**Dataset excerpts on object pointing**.

┄┄┄┄┄┄

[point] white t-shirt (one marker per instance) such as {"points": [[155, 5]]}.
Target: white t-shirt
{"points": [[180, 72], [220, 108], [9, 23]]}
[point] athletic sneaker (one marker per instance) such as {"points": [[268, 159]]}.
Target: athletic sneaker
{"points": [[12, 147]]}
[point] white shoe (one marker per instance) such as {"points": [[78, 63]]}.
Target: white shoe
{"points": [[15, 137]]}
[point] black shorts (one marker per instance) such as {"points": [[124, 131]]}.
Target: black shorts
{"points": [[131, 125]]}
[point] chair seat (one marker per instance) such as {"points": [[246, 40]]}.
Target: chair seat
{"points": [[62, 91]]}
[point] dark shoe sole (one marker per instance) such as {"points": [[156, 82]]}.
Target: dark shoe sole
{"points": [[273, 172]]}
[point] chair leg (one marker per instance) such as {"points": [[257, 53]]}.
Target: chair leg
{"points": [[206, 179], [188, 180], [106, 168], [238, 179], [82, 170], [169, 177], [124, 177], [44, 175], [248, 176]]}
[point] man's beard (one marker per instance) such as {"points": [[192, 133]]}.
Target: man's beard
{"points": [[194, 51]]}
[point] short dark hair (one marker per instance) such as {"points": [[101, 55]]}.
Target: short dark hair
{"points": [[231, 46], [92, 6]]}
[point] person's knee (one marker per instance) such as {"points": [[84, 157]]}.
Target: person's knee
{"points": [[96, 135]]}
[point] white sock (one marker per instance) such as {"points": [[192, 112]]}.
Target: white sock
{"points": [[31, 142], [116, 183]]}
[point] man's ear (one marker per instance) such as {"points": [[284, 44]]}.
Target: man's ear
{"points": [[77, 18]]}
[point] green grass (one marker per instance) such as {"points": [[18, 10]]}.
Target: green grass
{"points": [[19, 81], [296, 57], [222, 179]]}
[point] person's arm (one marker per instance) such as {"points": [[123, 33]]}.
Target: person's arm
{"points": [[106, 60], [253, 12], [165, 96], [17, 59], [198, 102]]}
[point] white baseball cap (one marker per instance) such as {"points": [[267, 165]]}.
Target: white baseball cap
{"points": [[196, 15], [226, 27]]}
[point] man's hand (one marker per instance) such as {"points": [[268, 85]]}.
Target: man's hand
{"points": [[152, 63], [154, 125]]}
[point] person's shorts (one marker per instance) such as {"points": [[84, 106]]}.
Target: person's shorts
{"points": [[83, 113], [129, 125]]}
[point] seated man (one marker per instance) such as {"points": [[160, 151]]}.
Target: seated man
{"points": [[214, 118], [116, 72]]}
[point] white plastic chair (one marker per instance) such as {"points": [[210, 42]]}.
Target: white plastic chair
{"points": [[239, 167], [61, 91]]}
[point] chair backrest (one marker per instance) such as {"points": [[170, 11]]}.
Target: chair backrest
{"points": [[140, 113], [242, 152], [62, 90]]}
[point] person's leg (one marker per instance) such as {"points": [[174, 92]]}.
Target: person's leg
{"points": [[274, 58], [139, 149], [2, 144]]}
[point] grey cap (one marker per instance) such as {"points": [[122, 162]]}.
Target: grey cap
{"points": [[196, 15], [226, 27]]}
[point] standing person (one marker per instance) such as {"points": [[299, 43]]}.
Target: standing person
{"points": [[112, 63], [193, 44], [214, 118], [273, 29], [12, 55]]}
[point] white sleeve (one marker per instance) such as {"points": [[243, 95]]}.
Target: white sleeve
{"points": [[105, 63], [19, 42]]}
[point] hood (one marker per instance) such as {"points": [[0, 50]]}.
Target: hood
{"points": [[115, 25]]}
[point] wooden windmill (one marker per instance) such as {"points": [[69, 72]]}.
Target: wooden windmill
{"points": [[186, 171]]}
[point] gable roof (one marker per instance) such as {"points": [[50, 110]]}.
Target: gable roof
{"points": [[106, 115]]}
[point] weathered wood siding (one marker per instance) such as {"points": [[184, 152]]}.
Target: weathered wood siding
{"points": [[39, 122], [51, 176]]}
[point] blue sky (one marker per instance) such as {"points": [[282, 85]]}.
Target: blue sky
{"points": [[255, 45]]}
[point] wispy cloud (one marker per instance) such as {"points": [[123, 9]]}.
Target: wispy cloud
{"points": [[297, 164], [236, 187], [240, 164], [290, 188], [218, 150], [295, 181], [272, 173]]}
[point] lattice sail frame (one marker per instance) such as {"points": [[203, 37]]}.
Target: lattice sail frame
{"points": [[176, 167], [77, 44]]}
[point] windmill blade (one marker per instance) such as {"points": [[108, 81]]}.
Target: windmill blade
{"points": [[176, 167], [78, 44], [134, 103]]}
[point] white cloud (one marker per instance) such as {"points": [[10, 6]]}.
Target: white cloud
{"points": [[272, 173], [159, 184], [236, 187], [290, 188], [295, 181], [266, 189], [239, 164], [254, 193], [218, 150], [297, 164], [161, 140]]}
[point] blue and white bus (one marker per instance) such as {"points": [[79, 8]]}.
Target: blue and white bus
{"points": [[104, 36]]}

┄┄┄┄┄┄

**Task instructions**.
Write out all the material again, replacing every occurrence of "one marker per instance" with "a single marker for each instance" and changing nothing else.

**Correct answer**.
[point] white t-shirt (a single marker for each instance) such as {"points": [[155, 5]]}.
Target: white t-shirt
{"points": [[180, 72], [220, 108], [9, 23]]}
[point] athletic sneaker (a single marker for each instance) such as {"points": [[268, 159]]}.
Target: athletic sneaker
{"points": [[12, 147]]}
[point] white shoe (a single marker for each instance) such as {"points": [[78, 63]]}.
Target: white shoe
{"points": [[15, 137]]}
[point] black shorts (a single marker for each instance) such as {"points": [[124, 131]]}.
Target: black shorts
{"points": [[131, 125]]}
[point] chair seat (a single marker for each instance) such as {"points": [[246, 40]]}.
Target: chair seat
{"points": [[62, 91]]}
[point] dark shoe sole (a single marker for each instance) such as {"points": [[156, 82]]}.
Target: dark shoe sole
{"points": [[273, 172]]}
[point] chair leg (a single marker for each instance) such as {"points": [[257, 53]]}.
Target: chair leg
{"points": [[206, 179], [188, 180], [106, 168], [238, 179], [82, 170], [169, 177], [124, 177], [44, 175], [248, 176]]}
[point] man's beard (a single marker for each instance) such as {"points": [[192, 133]]}.
Target: man's beard
{"points": [[194, 51]]}
[point] short dark hair (a single marker for each instance) such as {"points": [[101, 55]]}.
Target: short dark hair
{"points": [[231, 46], [92, 6]]}
[point] person's knee (a single marker for each instance) such as {"points": [[84, 157]]}.
Target: person's knee
{"points": [[96, 135]]}
[point] white sock (a single marker for each instance) such as {"points": [[192, 112]]}.
Target: white sock
{"points": [[31, 142], [116, 183]]}
[point] man's ear (a single marker for each instance) such as {"points": [[284, 44]]}.
Target: man's ear
{"points": [[77, 18]]}
[point] green grass (a single marker for each instance) such as {"points": [[18, 10]]}.
Target: green grass
{"points": [[19, 81], [296, 57], [222, 179]]}
[point] person's arm (a single marker for each instance) such as {"points": [[123, 33]]}.
Target: person's arm
{"points": [[106, 60], [253, 12], [165, 96], [17, 59], [198, 102]]}
[point] white baseball cap (a single marker for each instance) such as {"points": [[267, 165]]}.
Target: white baseball cap
{"points": [[196, 15], [226, 27]]}
[point] man's hand (a single marker for each instance) such as {"points": [[268, 85]]}.
Target: man's hand
{"points": [[152, 63], [154, 125]]}
[point] person's shorts (a single marker for each instance) such as {"points": [[84, 106]]}.
Target: person's shorts
{"points": [[83, 113], [129, 125]]}
[point] seated man (a single marker for each instance) such as {"points": [[160, 151]]}.
Target: seated man
{"points": [[214, 118], [116, 72]]}
[point] white plastic chair (a single marker for each instance) such as {"points": [[210, 42]]}.
Target: white plastic chair
{"points": [[239, 167], [61, 91]]}
[point] chair backrest (a single marker for each instance) such as {"points": [[170, 11]]}.
Target: chair backrest
{"points": [[140, 113], [242, 152], [62, 90]]}
[point] person's leg (a single marker for each instance) such as {"points": [[174, 92]]}.
Target: person's leg
{"points": [[274, 58], [139, 149], [2, 144]]}
[point] grey cap (a single marker for each instance) such as {"points": [[122, 162]]}.
Target: grey cap
{"points": [[196, 15], [226, 27]]}
[point] standing person (a single marker for each instance) such as {"points": [[299, 43]]}.
Target: standing person
{"points": [[112, 63], [193, 44], [214, 118], [273, 29], [12, 55]]}
[point] white sleeve (a single marker for each instance) such as {"points": [[243, 95]]}.
Target: white sleeve
{"points": [[105, 63], [19, 42]]}
[point] hood (a single marker for each instance) such as {"points": [[0, 50]]}.
Target: hood
{"points": [[115, 25]]}
[point] wooden windmill (a single marker for each instance) such as {"points": [[69, 72]]}.
Target: wooden windmill
{"points": [[186, 171]]}
[point] gable roof (a single marker for each instance) such as {"points": [[50, 110]]}.
Target: gable roof
{"points": [[106, 115]]}
[point] weathered wood siding (a single marker for each instance) such as {"points": [[184, 152]]}.
Target: weathered wood siding
{"points": [[39, 122], [51, 176]]}
[point] blue sky (a single marker for each instance) such as {"points": [[282, 85]]}.
Target: blue sky
{"points": [[255, 45]]}
[point] wispy cloud (a single marker for each instance) such as {"points": [[123, 9]]}.
Target: wispy cloud
{"points": [[297, 164], [236, 187], [240, 164], [290, 188], [218, 150], [295, 181], [272, 173]]}
[point] lattice sail frame (a single marker for each instance) such as {"points": [[203, 37]]}.
Target: lattice sail frame
{"points": [[176, 167], [77, 44]]}
[point] windmill blade (a single marker for each instance) such as {"points": [[108, 81]]}.
Target: windmill blade
{"points": [[176, 167], [78, 44], [134, 103]]}
[point] white cloud (a single marker for each instance) such as {"points": [[10, 6]]}.
Target: white cloud
{"points": [[272, 173], [159, 184], [236, 187], [290, 188], [295, 181], [266, 189], [239, 164], [254, 193], [218, 150], [297, 164], [161, 140]]}
[point] blue and white bus (a single marker for each instance) such as {"points": [[79, 8]]}.
Target: blue and white bus
{"points": [[104, 36]]}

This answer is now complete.